──────── Texto extraído
Hace unos días estuve pasando un rato agradable entre las estanterías de la Casa del Libro de la Gran Vía de Madrid. Concretamente en las dedicadas al diseño gráfico y tipografía. Tengo que decir que la disponibilidad de libros sobre tipografía se ha multiplicado de forma notable si lo comparábamos con los textos disponibles a principios de este siglo, pero también constaté que, centrándome en los manuales sobre tipografía, sus contenidos eran prácticamente similares: un par de capítulos dedicados a dar un repaso por la historia de la tipografía y la imprenta deteniéndose en los grandes nombres de impresores y creadores de tipografías, otros más que versan sobre la anatomía y tipologías tipográficas y, para finalizar, otro dedicado a la composición en sus distintas variables, articulación de jerarquías, partes del libro, etc.
Pero lo que más llamó mi atención fue la paradoja implícita entre unos contenidos sobre un oficio, o arte, que presenta un poso tan importante de referencias históricas y prácticas pretéritas y su práctica actual que, salvo en proyectos de recuperación de tipo artesanal, se lleva a cabo utilizando flamantes ordenadores personales. Esta es la razón por la que, a través de este artículo, pretendo reflexionar sobre el papel que juega la historia en la enseñanza contemporánea de la tipografía usando como punto de partida mi propia experiencia personal.
────────────────
──────── Información proporcionada
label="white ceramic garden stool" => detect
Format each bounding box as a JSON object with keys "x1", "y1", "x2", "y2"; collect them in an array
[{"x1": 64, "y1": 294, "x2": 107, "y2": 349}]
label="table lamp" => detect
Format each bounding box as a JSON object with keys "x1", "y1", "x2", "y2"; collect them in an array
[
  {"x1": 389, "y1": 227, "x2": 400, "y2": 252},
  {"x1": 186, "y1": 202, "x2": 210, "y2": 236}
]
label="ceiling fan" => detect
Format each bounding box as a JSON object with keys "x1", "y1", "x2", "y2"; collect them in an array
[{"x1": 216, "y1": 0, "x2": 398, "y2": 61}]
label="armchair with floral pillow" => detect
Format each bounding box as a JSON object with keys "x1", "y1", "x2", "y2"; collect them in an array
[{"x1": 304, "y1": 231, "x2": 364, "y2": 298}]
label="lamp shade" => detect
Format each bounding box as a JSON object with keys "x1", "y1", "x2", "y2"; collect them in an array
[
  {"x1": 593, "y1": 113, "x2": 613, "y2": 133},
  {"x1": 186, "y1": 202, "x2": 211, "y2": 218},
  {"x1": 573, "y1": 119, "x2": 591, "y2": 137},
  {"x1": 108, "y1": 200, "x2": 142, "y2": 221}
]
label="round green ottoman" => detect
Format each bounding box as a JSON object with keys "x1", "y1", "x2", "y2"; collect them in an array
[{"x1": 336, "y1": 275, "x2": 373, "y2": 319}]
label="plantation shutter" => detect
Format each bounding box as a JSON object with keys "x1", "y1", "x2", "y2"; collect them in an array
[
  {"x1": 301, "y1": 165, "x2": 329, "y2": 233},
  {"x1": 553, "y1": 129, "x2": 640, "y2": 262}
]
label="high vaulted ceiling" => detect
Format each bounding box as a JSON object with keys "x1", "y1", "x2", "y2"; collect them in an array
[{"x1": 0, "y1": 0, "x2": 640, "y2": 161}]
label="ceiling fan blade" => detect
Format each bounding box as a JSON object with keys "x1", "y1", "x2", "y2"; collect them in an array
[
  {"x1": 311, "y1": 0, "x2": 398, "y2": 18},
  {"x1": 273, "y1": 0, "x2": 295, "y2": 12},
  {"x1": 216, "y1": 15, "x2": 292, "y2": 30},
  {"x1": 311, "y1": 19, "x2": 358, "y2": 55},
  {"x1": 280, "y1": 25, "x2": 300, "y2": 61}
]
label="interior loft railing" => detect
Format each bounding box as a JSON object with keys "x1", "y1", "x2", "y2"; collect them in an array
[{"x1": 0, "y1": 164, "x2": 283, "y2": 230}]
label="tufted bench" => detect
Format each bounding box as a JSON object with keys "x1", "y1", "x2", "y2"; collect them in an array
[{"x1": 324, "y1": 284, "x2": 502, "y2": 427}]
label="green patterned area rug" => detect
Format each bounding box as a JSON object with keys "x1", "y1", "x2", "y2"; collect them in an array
────────────────
Lista de tareas
1. Reproduce el pasaje del texto sobre tipografía que empieza con "Pero lo que" y sigue hasta "propia experiencia personal.".
2. Por favor, continúa el texto sobre tipografía a partir de su última frase.
El listado de datos no hace falta.

Respuestas en orden
1.
Pero lo que más llamó mi atención fue la paradoja implícita entre unos contenidos sobre un oficio, o arte, que presenta un poso tan importante de referencias históricas y prácticas pretéritas y su práctica actual que, salvo en proyectos de recuperación de tipo artesanal, se lleva a cabo utilizando flamantes ordenadores personales. Esta es la razón por la que, a través de este artículo, pretendo reflexionar sobre el papel que juega la historia en la enseñanza contemporánea de la tipografía usando como punto de partida mi propia experiencia personal.

2.
Mi formación tipográfica es en su mayor parte autodidacta. Los autodidactas solemos poner toda la pasión en el objeto de nuestro interés y en mi caso, la luz que iluminó mi camino fue el prólogo de Josep María Pujol a la obra del tipógrafo e investigador inglés Stanley Morison Principios fundamentales de la tipografía.
En esta pequeña joya encontré los suficientes títulos y referencias para hacerme con un corpus básico de literatura tipográfica. Todas fueron obras clásicas del ámbito anglosajón y sobre ellas construí un potente imaginario de hechos y personajes que pivotando en torno a la figura cenital de William Morris me proveían de un sólido conocimiento de los aspectos históricos y prácticos de la tipografía desarrollada en Inglaterra y los Estados Unidos principalmente. Tengo que confesar que me sentía mucho más a gusto navegando en las páginas del Printing Types de Updike que curioseando el último catálogo de Emigre.
Pienso que para cualquier comunicador o estudiante de diseño un conocimiento al menos general, de la evolución de la imprenta, sus principales actores, corrientes, etc. es algo básico. Ahora bien, el lugar que ocupan estos conocimientos en la práctica y el enfoque que se les da en la enseñanza en la actualidad creo que debe ser revisada. Ya que situamos el momento actual como objeto de esta reflexión, me gustaría volver la vista a los primeros pasos de la tecnología que usamos en nuestro días. La aparición de la autoedición a mediados de los años ochenta del siglo pasado significó una ruptura radical con los métodos de composición que hasta entonces eran habituales. Varió la tecnología y por lo tanto las herramientas disponibles pero ¿fue una ruptura tan radical?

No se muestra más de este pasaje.